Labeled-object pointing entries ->

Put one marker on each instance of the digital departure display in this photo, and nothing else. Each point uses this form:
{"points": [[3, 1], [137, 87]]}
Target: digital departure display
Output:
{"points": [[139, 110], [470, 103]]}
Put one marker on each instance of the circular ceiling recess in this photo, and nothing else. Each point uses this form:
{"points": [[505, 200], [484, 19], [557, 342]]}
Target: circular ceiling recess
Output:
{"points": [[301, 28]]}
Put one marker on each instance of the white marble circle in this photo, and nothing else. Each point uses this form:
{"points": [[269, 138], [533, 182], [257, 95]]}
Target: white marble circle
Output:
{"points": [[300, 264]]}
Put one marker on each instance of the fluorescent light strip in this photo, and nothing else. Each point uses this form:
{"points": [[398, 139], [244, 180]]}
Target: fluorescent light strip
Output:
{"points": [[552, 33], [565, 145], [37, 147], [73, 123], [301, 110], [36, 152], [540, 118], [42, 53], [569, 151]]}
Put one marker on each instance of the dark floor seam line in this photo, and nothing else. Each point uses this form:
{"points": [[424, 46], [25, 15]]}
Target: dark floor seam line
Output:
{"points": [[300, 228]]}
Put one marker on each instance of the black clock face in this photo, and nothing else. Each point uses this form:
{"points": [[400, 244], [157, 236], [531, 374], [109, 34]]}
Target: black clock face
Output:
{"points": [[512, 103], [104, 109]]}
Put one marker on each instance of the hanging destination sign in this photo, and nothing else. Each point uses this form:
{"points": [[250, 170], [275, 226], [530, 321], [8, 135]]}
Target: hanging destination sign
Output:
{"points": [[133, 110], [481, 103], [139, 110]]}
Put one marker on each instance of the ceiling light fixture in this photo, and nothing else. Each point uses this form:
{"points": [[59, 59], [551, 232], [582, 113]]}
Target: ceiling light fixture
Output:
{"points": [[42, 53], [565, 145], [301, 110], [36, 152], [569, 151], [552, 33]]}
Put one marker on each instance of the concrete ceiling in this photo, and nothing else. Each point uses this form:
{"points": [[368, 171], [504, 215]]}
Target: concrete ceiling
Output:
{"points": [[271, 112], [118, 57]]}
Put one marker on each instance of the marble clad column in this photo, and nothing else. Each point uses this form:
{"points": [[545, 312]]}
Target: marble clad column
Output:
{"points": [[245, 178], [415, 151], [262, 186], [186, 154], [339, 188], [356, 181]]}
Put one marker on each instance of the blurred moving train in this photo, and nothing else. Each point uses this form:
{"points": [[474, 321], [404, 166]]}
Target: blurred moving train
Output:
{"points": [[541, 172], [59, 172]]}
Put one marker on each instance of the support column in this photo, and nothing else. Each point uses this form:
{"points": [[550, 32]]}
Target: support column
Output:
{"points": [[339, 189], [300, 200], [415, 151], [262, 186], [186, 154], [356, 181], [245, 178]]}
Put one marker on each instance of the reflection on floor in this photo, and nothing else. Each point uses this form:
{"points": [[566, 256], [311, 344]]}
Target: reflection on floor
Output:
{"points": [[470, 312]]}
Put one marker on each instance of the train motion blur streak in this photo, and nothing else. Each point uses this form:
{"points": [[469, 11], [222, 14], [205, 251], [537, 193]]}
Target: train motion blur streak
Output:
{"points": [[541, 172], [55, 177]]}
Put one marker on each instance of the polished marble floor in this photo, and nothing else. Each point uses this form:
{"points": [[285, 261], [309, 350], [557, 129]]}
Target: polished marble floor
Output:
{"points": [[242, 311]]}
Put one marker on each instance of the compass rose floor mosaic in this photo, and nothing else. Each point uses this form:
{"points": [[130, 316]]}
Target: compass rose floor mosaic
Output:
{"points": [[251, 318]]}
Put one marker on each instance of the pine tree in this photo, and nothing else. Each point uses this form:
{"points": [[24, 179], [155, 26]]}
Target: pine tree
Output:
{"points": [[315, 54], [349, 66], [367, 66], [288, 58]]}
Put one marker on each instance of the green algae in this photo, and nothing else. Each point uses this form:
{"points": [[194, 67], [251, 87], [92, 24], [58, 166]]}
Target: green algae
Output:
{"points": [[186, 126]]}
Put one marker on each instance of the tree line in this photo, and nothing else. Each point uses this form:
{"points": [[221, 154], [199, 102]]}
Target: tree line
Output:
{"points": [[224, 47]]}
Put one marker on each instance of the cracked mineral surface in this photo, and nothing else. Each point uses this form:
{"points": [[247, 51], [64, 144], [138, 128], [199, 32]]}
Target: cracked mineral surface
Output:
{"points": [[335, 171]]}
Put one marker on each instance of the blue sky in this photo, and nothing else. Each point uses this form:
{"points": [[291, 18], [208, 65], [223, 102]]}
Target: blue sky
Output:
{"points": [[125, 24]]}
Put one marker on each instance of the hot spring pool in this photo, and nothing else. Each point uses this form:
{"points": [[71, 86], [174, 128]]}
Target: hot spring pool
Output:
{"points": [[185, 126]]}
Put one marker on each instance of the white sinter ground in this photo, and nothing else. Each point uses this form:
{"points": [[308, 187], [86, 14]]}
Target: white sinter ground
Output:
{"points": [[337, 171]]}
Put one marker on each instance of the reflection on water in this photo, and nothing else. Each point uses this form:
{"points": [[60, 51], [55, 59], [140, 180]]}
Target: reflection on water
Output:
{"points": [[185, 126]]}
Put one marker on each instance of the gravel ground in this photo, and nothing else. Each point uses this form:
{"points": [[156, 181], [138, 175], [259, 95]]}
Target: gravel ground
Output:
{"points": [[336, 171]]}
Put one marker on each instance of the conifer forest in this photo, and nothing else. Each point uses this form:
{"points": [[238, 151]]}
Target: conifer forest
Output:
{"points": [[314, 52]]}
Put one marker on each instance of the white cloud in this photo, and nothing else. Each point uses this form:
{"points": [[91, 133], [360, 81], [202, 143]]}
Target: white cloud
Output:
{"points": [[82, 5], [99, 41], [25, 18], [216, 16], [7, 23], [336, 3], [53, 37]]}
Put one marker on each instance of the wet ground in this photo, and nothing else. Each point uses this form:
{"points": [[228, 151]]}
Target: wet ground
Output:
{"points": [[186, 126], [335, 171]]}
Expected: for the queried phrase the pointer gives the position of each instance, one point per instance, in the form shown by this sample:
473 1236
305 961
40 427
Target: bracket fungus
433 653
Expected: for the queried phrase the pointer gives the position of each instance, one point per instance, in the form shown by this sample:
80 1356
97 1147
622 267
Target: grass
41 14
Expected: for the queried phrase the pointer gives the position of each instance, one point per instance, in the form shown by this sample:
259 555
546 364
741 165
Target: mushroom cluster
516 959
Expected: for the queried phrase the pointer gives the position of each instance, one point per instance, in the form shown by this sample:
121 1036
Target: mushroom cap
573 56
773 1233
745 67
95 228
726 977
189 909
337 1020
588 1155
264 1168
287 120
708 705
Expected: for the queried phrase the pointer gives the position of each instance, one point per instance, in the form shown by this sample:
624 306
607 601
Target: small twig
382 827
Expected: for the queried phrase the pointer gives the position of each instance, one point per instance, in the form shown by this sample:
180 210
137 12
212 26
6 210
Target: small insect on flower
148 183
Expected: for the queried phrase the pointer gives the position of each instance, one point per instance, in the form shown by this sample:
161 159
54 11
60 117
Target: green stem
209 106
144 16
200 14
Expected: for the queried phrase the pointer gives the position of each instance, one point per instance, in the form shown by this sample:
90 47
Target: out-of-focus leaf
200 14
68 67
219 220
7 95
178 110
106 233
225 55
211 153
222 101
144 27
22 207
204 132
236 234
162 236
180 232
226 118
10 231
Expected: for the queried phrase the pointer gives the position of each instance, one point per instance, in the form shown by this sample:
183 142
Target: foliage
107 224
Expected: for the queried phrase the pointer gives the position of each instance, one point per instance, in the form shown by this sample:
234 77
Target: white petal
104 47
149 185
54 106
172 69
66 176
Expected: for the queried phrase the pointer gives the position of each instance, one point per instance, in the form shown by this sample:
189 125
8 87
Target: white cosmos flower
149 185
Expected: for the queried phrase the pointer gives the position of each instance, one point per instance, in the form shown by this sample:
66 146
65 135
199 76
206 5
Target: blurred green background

INSTRUCTIONS FOR THE TASK ->
From the listing above, show every line that has the word "reflection" in it, matching case exactly.

EXERCISE RESPONSE ->
Put one marker on each instance of the reflection on floor in this photo, and nothing else. Each point uses this form:
Target: reflection on floor
Put one marker on each instance of the reflection on water in this photo, and nothing else. Each point uses this form:
Target: reflection on water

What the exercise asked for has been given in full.